## Items from a data source:
○ ○ ○ ○
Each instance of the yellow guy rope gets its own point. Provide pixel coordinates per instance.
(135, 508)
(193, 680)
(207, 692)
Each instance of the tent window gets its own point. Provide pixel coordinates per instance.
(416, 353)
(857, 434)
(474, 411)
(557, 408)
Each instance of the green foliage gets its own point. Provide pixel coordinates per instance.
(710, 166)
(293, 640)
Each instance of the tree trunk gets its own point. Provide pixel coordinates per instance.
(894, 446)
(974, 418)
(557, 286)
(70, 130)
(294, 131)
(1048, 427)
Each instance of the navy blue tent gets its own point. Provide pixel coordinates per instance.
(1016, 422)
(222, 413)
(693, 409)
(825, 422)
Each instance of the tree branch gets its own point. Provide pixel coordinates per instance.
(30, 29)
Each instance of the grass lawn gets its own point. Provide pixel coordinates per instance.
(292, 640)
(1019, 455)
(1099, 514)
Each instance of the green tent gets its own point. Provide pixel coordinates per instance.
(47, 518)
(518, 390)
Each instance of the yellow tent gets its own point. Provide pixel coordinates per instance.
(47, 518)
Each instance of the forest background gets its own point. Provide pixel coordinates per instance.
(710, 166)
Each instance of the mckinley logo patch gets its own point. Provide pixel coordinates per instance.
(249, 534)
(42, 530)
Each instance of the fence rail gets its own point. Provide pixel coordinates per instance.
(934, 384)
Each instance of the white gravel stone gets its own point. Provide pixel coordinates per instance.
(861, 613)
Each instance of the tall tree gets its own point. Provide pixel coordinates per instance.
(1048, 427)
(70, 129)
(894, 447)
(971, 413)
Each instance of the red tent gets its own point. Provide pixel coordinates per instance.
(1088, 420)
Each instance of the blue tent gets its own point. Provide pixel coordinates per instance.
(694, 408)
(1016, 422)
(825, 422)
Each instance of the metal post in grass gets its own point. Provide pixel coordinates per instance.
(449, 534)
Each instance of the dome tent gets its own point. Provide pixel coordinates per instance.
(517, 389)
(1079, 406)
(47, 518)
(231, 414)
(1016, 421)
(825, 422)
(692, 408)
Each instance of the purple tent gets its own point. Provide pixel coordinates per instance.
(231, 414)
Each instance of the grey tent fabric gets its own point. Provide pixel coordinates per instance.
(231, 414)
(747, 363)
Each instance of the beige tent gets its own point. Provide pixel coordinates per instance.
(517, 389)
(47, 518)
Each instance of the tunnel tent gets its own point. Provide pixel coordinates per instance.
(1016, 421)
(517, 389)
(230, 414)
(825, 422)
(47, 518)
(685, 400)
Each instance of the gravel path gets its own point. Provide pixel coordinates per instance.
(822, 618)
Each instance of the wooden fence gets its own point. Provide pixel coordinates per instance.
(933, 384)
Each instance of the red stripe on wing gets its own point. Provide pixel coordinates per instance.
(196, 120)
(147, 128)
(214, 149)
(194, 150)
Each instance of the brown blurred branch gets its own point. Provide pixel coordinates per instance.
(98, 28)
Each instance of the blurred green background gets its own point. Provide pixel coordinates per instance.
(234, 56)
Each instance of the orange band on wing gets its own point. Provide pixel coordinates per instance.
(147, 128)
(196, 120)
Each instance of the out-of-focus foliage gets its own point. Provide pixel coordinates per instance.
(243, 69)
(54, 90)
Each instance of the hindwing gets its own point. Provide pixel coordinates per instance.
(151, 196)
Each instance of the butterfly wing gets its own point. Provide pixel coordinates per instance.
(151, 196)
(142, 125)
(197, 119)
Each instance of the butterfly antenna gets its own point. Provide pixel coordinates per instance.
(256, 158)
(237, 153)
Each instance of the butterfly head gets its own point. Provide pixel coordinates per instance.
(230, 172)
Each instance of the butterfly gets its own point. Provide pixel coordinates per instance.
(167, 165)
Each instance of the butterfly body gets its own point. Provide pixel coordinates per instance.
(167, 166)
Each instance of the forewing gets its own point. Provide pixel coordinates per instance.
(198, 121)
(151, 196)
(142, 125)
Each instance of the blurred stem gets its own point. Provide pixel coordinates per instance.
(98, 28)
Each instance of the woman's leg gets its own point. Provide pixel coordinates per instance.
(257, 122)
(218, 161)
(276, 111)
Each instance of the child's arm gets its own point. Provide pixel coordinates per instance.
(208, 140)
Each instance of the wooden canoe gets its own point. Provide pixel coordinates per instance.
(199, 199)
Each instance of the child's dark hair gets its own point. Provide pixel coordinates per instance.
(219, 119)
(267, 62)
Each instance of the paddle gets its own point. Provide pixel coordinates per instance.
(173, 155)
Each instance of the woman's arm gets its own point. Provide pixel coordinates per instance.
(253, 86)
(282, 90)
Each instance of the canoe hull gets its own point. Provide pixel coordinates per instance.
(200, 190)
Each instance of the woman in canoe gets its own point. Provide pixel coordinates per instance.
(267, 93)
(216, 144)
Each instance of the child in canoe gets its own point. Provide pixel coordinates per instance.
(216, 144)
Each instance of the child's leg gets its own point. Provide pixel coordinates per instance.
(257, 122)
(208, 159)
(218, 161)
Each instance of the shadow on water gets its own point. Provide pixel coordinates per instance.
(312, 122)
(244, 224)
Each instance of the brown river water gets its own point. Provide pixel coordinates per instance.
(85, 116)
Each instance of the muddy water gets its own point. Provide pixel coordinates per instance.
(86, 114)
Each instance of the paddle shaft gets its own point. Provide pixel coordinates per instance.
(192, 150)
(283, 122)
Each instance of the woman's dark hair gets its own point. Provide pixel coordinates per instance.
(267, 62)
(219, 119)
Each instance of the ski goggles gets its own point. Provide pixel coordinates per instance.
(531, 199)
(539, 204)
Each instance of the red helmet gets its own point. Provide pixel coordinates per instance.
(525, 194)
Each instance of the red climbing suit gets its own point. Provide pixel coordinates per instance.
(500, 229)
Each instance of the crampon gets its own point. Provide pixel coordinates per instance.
○ ○ ○ ○
## TO BE DONE:
Update the listing above so that "pixel coordinates" becomes "image coordinates" everywhere it appears, leaving everything else as it is.

## RESPONSE TO THE TASK:
Each instance of the yellow guy rope gets its own point. Provide image coordinates per instance.
(135, 508)
(193, 680)
(207, 692)
Each instance of the tent window gets its own point. Provide image coordinates per instance.
(416, 353)
(857, 434)
(474, 411)
(557, 408)
Each instance of the green foliage gets its own point. Provide image coordinates per instance.
(710, 166)
(293, 640)
Each instance of the tree trunk gets its own point. Provide image coordinates per instance.
(894, 446)
(974, 418)
(557, 286)
(70, 130)
(294, 131)
(1048, 427)
Each instance of the navy blue tent gets its own point. Provide image coordinates per instance.
(1016, 422)
(222, 413)
(693, 409)
(825, 422)
Each instance of the tree branch gets its own point. Provide image coordinates per instance.
(30, 29)
Each instance of the grass lawn gets its own point. Provide image coordinates per instance.
(292, 640)
(1019, 455)
(1099, 514)
Each instance of the green tent gets its own point. Provide image coordinates per instance.
(47, 518)
(518, 390)
Each instance of the yellow tent gets its own point. Provide image coordinates per instance.
(47, 518)
Each instance of the forest background gets its own point. Provide image coordinates per instance.
(710, 166)
Each instance of the mckinley logo patch gets its own point. Provide image coordinates per instance.
(249, 534)
(42, 530)
Each instance of the fence rail gets its own point. Provide image coordinates per instance.
(934, 384)
Each instance of the white gravel stone gets its own point. Provide image coordinates per instance.
(861, 613)
Each instance of the tall tree gets its own point. Provide image coordinates per instance.
(1048, 427)
(70, 129)
(894, 447)
(971, 413)
Each instance of the red tent gets its own point. Provide image coordinates per instance.
(1088, 420)
Each instance of the blue tent gets its own point. Provide image coordinates per instance.
(694, 408)
(1016, 422)
(825, 422)
Each instance of the metal post in grass gets its own point. Provide image coordinates per instance.
(449, 534)
Each instance of the dome tent gets its own point. Provide image coordinates per instance.
(517, 389)
(1079, 406)
(47, 518)
(231, 414)
(1016, 421)
(825, 422)
(692, 408)
Each instance of the purple tent gets its own point. Provide image coordinates per instance.
(231, 414)
Each instance of the grey tent fabric gets its own point. Provide image coordinates per instance.
(231, 414)
(747, 363)
Each instance of the beige tent gets its own point. Provide image coordinates per instance.
(517, 389)
(47, 518)
Each instance of the tunnel tent gets its own point. Provide image coordinates per instance.
(1016, 421)
(517, 389)
(230, 414)
(825, 422)
(47, 518)
(685, 400)
Each instance of the gravel path gets its own point. Provide image coordinates per instance.
(822, 618)
Each instance of the wooden fence gets its own point. Provide image coordinates per instance.
(933, 384)
Each instance of the red stripe on wing gets its own point. Provide image coordinates per instance.
(196, 120)
(147, 128)
(214, 149)
(194, 150)
Each instance of the brown blurred branch gets its own point. Provide image coordinates per instance.
(98, 28)
Each instance of the blurred green background gets its own point. Provide image coordinates per instance.
(234, 56)
Each instance of the orange band on wing gets its own point. Provide image coordinates per instance.
(147, 128)
(196, 120)
Each instance of the out-of-focus foliage gets its own point. Provide image coordinates per instance.
(243, 69)
(54, 90)
Each instance of the hindwing gets its own point. Provide image coordinates per instance.
(151, 196)
Each instance of the butterfly wing gets its own point. Provide image coordinates per instance.
(151, 196)
(142, 125)
(197, 119)
Each instance of the butterfly antenna gets its own point. Provide image coordinates per instance.
(256, 158)
(237, 153)
Each instance of the butterfly head gets its own point. Provide image coordinates per instance.
(230, 172)
Each instance of the butterfly gets its own point. Provide image coordinates per instance.
(167, 165)
Each instance of the butterfly body gets its own point. Provide image coordinates per instance.
(167, 166)
Each instance of the forewing gets its own point. Provide image coordinates per instance.
(198, 121)
(151, 196)
(142, 125)
Each instance of the blurred stem gets its own point. Provide image coordinates per instance.
(98, 28)
Each instance of the woman's leg gets its own point. Provide image coordinates per instance.
(257, 122)
(218, 161)
(276, 111)
Each instance of the child's arm gets its own point. Provide image coordinates per instance.
(208, 140)
Each instance of the wooden canoe gets its own point. Provide image coordinates per instance.
(199, 199)
Each instance of the child's dark hair gets its own point. Provide image coordinates per instance.
(219, 119)
(267, 62)
Each instance of the paddle gets its own point. Provide image coordinates per instance.
(173, 155)
Each instance of the woman's arm gets its own point. Provide image coordinates per instance.
(253, 86)
(282, 90)
Each instance of the canoe hull gets its own point. Provide image coordinates per instance.
(200, 190)
Each instance of the woman in canoe gets its own point. Provide image coordinates per instance.
(267, 93)
(216, 144)
Each instance of the child in canoe gets its own point. Provide image coordinates per instance.
(216, 144)
Each instance of the child's leg gets its own point. Provide image coordinates per instance.
(257, 122)
(208, 159)
(218, 161)
Each instance of the shadow on water gets its own point. Provide image coordinates per instance.
(312, 122)
(244, 224)
Each instance of the brown river water gets its own point. Provide image coordinates per instance.
(85, 116)
Each instance of the muddy water gets its own point. Provide image coordinates per instance.
(86, 114)
Each instance of the paddle shaft gets its own point. Provide image coordinates per instance.
(192, 150)
(283, 122)
Each instance of the woman's dark hair gets its own point. Provide image coordinates per instance.
(267, 62)
(219, 119)
Each instance of the ski goggles gets its own point. Provide image coordinates per instance.
(531, 199)
(539, 204)
Each instance of the red helmet gets its own point. Provide image coordinates per instance.
(525, 194)
Each instance of the red climbing suit gets its own point. Provide image coordinates per instance.
(500, 229)
Each instance of the crampon gets its own point. Provide image coordinates per instance.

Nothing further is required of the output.